Reproduce the lines below exactly. Skip images.

____

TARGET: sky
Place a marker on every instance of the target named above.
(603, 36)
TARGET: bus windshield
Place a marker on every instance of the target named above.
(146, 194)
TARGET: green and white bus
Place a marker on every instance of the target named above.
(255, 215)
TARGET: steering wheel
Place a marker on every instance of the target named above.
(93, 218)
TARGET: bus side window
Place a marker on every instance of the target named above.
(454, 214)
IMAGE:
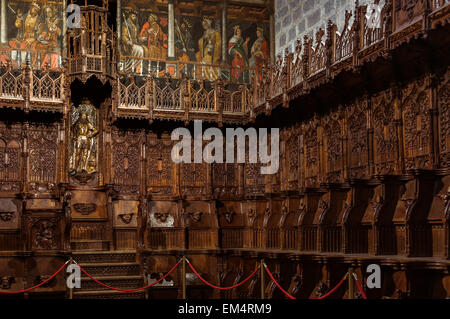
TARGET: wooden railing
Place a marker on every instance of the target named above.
(330, 51)
(34, 86)
(166, 238)
(155, 97)
(185, 69)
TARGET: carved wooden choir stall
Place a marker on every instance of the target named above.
(364, 117)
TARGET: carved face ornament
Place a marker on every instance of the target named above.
(196, 216)
(6, 216)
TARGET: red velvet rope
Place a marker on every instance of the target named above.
(361, 290)
(277, 284)
(334, 289)
(36, 286)
(131, 290)
(222, 288)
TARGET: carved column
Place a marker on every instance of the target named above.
(3, 23)
(224, 31)
(171, 42)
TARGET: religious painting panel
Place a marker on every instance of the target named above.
(385, 133)
(160, 167)
(33, 31)
(444, 121)
(417, 126)
(143, 36)
(43, 149)
(10, 148)
(247, 46)
(357, 140)
(83, 161)
(126, 155)
(333, 154)
(125, 213)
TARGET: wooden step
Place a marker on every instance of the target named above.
(102, 257)
(111, 269)
(107, 294)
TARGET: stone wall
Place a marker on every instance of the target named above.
(296, 18)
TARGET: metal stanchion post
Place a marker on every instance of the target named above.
(183, 279)
(70, 288)
(262, 279)
(351, 287)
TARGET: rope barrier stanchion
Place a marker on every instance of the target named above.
(38, 285)
(222, 288)
(351, 286)
(131, 290)
(335, 288)
(277, 284)
(183, 278)
(360, 288)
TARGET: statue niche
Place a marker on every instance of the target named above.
(83, 158)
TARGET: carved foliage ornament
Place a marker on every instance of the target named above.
(229, 216)
(83, 159)
(6, 216)
(45, 234)
(161, 219)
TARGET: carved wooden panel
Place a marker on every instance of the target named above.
(385, 134)
(126, 160)
(254, 180)
(42, 145)
(417, 126)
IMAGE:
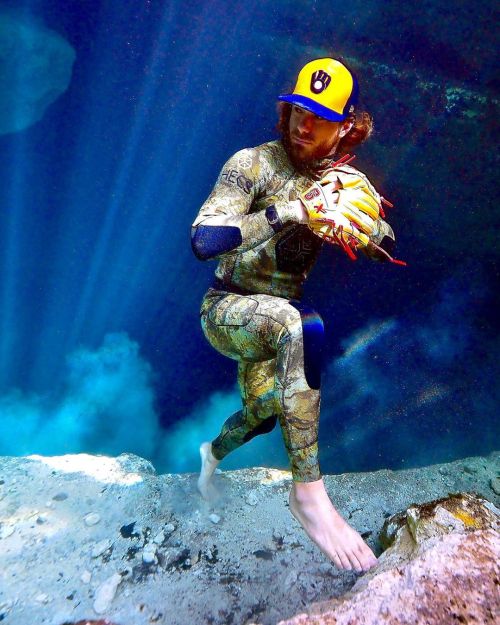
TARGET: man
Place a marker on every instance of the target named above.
(266, 220)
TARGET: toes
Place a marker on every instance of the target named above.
(336, 559)
(344, 558)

____

_EXPECTED ANSWER_.
TARGET: sky
Place a marker on every instance of the target named above.
(603, 36)
TARGET: bus windshield
Place a marker on every instance of the target named above.
(146, 194)
TARGET: green and white bus
Place a marker on every instance of the target named above.
(255, 215)
TARGET: steering wheel
Place a marker on every instance of the target named above.
(93, 218)
TARGET: bus side window
Place a marker on every instance of the target named above.
(454, 214)
IMAGE:
TARGET: wooden railing
Place a marker on every instance of the target named above.
(330, 51)
(34, 86)
(166, 238)
(155, 97)
(185, 69)
TARGET: carved wooden choir stall
Place a marker on every instance of the target named above.
(364, 117)
TARGET: carved face ornament
Place a marker on every instance of the target named above.
(196, 216)
(6, 216)
TARGET: red velvet rope
Place a marker on every instance of the target named above.
(361, 290)
(277, 284)
(334, 289)
(36, 286)
(131, 290)
(222, 288)
TARGET: carved column
Place a marker on every instance of the target named above.
(3, 23)
(224, 31)
(171, 42)
TARGET: religious painting panel
Place a marker on every instance of the target named above.
(385, 133)
(160, 167)
(33, 31)
(444, 121)
(417, 126)
(143, 36)
(43, 149)
(10, 148)
(247, 46)
(357, 140)
(83, 161)
(126, 155)
(333, 154)
(125, 213)
TARGET: wooden step
Place a marker on every instance of the target named above.
(102, 257)
(111, 269)
(107, 294)
TARGET: stone wall
Place a marker on every instance of the target named above.
(296, 18)
TARGET: metal stanchion post
Place a marker on every instance of the target named above.
(183, 279)
(70, 288)
(262, 279)
(351, 287)
TARGET: rope barrier stanchion
Place a marker on every instance of the target named above.
(38, 285)
(222, 288)
(351, 286)
(131, 290)
(335, 288)
(277, 284)
(183, 278)
(360, 288)
TARGET: statue niche
Place a marker on every instance of the target named above.
(83, 158)
TARGET: carved foliage ornament
Place a marker on every instance of the target named above.
(229, 216)
(83, 159)
(6, 216)
(45, 234)
(161, 219)
TARGET: carved wooden panel
Place a marker on every instance of the target named above.
(385, 134)
(126, 160)
(254, 180)
(42, 145)
(417, 126)
IMAGE:
TARGET: man
Place a marker on every instance of the target named above.
(266, 220)
TARGET: toes
Place a marker on every instance of the target named above.
(336, 559)
(344, 558)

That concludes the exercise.